- EXERCISE PROMPT
Express the records below as a two-column CSV with the header columns "prompt" and "answer", one row per record. Place each record's text and its answer in a single quoted field, replace any line breaks with spaces, and omit the pictures.

◇ ◇ ◇ ◇ ◇ ◇ ◇

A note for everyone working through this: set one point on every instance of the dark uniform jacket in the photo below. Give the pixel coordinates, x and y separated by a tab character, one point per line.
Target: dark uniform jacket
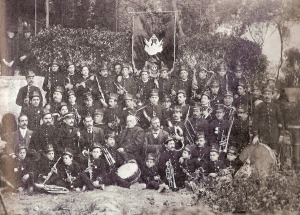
132	140
266	119
15	140
23	93
42	136
34	115
155	144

◇ ◇ ◇ ◇ ◇ ◇ ◇

- SOLUTION FOR THIS TASK
prompt,answer
"A note for everyone working through this: set one point on every instance of the dark uniform jacket in the photo below. Give the pixel coordinates, x and y separated by a tab character, one point per line. Target: dark uniform jacket","132	140 266	119 15	140 23	93 42	136 34	115 155	144"